Objectives:
1. Translate the Latin sentence "DVM PVER ALVEOLO FVRATVR MELLA CVPIDO / FVRANTI DIGITVM CVSPITE FIXIT APIS" from the painting entry into English.
2. From the painting entry, return everything from "Anonymous sale; Paul" down to "Cranach the Younger'.", unchanged.

Source passage:
- - -

Venus with Cupid the Honey Thief

Details
LUCAS CRANACH THE YOUNGER (WITTENBERG 1515-1586 WEIMAR)
Venus with Cupid the Honey Thief
signed with the artist's serpent device with the wings folded (lower right)
oil on panel, unframed
19 ¼ x 13 3⁄8 in. (48.9 x 34 cm.)
inscribed 'DVM PVER ALVEOLO FVRATVR MELLA CVPIDO / FVRANTI DIGITVM CVSPITE FIXIT APIS · / SIC ETIAM NOBIS BREVIS ET PERITVRA VOLVPTAS / QVAM PETIMVS TRISTI MIXTA DOLORE NOCET ·' (upper left)
Provenance
Gaston von Mallmann (1860-1917), Blaschkow, Bohemia and Berlin; [sale under Galerie Ritter Gaston von Mallmann], Rudolph Lepke, Berlin, 12 June 1918, lot 59, as 'Lucas Cranach I' (8,700 Mark).
with Dr. Curt Benedict, Berlin, 1926.
Anonymous sale; Paul Graupe and S.J. Mak van Waay, Amsterdam, 5 November 1935 (=2nd day), lot 158, as 'Lucas Cranach I'.
Daniël George van Beuningen (1877-1955), Rotterdam, and by descent.
Literature
H. Voss, 'Die Galerie Gaston von Mallmann in Berlin', Der Cicerone, I, Leipzig, 1909, p. 45.
Kunst und Künstler, XVIII, Berlin, 1918, p. 447.
M.J. Friedländer and J. Rosenberg, Die Gemälde van Lucas Cranach, Berlin, 1932, p. 89, no. 321C, as 'eher Lucas Cranach II'.
M.J. Friedländer and J. Rosenberg, The Paintings of Lucas Cranach, rev. ed., London, 1978, p. 149, no. 398C, as 'likely to be by Lucas Cranach the Younger'.

- - -

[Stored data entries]
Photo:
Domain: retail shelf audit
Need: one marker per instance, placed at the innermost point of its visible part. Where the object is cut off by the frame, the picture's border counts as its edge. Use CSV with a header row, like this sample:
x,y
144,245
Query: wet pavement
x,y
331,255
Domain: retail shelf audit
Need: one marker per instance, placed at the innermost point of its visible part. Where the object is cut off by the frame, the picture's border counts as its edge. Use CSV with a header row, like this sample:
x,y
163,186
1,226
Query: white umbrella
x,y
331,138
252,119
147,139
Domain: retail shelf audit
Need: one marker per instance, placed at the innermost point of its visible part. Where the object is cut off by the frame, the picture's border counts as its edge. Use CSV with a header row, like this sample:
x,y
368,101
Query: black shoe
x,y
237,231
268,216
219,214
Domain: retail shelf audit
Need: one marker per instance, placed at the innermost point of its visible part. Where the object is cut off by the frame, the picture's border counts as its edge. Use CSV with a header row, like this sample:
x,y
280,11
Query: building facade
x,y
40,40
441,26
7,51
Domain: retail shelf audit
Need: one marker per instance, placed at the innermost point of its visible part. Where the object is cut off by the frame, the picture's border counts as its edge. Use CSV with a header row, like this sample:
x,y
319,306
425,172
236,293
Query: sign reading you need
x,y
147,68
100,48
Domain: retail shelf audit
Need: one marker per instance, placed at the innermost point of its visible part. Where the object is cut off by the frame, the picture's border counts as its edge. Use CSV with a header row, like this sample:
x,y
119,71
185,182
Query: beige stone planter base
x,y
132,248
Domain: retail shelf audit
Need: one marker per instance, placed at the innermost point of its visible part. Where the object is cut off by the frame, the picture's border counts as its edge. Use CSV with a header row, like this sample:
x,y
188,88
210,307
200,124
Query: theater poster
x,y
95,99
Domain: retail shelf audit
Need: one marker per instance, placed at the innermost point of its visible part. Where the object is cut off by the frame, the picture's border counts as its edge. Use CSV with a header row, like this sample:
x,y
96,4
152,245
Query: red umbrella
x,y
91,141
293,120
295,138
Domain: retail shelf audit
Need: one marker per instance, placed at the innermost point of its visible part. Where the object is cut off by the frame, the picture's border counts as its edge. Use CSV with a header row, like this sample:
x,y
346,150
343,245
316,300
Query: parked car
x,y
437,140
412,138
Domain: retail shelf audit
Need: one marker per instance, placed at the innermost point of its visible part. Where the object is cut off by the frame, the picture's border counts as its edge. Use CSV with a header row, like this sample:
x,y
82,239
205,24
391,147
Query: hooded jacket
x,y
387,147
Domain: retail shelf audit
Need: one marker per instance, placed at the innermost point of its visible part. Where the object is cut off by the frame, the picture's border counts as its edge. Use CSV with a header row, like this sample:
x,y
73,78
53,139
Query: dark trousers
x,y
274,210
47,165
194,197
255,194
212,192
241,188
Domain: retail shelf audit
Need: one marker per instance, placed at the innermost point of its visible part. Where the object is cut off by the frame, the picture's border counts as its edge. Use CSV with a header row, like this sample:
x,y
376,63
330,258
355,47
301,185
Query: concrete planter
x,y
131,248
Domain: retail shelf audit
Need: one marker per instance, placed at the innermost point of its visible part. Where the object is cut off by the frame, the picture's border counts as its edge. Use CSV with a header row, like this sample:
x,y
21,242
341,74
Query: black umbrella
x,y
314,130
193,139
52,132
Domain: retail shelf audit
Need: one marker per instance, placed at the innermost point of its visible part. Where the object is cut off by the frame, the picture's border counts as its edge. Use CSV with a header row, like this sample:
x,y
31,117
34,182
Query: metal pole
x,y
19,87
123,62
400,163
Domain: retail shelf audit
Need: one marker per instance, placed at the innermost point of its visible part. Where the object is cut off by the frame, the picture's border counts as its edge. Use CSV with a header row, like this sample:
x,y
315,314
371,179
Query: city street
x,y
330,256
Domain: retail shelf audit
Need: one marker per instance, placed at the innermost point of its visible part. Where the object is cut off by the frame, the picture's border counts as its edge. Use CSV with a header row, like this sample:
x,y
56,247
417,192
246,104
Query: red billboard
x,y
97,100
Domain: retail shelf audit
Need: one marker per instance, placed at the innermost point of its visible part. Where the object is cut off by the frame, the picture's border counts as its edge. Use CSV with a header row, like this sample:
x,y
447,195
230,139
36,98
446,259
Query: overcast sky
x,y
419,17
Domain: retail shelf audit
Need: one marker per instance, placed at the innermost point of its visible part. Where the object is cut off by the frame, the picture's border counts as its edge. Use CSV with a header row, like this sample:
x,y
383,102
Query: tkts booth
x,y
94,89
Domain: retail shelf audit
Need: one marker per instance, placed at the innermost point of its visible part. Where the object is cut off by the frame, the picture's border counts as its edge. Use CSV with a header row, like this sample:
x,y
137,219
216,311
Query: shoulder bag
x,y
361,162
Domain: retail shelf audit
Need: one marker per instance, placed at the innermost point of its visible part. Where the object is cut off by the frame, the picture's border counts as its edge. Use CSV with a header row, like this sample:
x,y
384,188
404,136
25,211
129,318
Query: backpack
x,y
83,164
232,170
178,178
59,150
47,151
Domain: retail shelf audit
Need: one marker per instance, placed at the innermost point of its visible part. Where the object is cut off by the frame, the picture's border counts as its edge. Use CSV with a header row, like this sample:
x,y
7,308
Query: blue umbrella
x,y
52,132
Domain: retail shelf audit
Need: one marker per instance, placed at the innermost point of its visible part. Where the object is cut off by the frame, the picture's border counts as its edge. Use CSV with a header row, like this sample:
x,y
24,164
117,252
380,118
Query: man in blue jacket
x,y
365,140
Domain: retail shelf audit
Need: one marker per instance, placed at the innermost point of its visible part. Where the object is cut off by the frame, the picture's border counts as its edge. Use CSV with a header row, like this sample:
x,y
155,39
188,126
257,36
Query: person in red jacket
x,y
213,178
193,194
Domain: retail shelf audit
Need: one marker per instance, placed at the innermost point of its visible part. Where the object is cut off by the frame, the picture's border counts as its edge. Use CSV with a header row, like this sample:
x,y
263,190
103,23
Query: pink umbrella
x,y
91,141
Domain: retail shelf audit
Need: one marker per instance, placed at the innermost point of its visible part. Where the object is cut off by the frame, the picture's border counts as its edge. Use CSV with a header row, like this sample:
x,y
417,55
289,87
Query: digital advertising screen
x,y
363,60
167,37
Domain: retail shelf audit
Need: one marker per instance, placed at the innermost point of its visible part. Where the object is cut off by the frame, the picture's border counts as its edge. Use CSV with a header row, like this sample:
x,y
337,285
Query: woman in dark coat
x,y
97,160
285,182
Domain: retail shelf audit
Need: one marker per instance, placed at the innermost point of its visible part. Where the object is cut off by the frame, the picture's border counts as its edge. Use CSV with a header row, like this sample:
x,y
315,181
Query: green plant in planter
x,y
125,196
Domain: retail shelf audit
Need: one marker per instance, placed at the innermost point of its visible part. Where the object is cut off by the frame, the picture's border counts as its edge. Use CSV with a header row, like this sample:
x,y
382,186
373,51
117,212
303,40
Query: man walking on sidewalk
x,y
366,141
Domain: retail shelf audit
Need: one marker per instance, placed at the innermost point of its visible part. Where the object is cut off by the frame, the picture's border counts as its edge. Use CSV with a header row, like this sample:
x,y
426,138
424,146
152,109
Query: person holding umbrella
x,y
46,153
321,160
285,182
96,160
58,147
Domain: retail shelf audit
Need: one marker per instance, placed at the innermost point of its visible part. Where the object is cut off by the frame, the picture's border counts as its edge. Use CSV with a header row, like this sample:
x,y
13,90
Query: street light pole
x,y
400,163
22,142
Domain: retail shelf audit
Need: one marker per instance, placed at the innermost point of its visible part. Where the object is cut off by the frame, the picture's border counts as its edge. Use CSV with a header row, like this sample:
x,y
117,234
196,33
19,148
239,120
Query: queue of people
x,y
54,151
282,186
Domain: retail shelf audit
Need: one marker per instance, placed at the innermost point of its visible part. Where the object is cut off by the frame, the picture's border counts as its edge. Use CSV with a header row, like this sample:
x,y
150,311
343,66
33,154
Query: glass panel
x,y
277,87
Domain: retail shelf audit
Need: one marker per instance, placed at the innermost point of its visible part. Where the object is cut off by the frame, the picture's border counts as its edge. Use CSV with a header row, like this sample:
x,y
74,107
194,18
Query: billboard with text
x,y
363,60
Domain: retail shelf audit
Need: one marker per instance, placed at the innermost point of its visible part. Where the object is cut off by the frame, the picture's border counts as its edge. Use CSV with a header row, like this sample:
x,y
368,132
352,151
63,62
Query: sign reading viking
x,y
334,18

- - -

Results in order:
1. While the boy Cupid was stealing honey from the hive, a bee pierced the thief's finger with its sting.

2.
Anonymous sale; Paul Graupe and S.J. Mak van Waay, Amsterdam, 5 November 1935 (=2nd day), lot 158, as 'Lucas Cranach I'.
Daniël George van Beuningen (1877-1955), Rotterdam, and by descent.
Literature
H. Voss, 'Die Galerie Gaston von Mallmann in Berlin', Der Cicerone, I, Leipzig, 1909, p. 45.
Kunst und Künstler, XVIII, Berlin, 1918, p. 447.
M.J. Friedländer and J. Rosenberg, Die Gemälde van Lucas Cranach, Berlin, 1932, p. 89, no. 321C, as 'eher Lucas Cranach II'.
M.J. Friedländer and J. Rosenberg, The Paintings of Lucas Cranach, rev. ed., London, 1978, p. 149, no. 398C, as 'likely to be by Lucas Cranach the Younger'.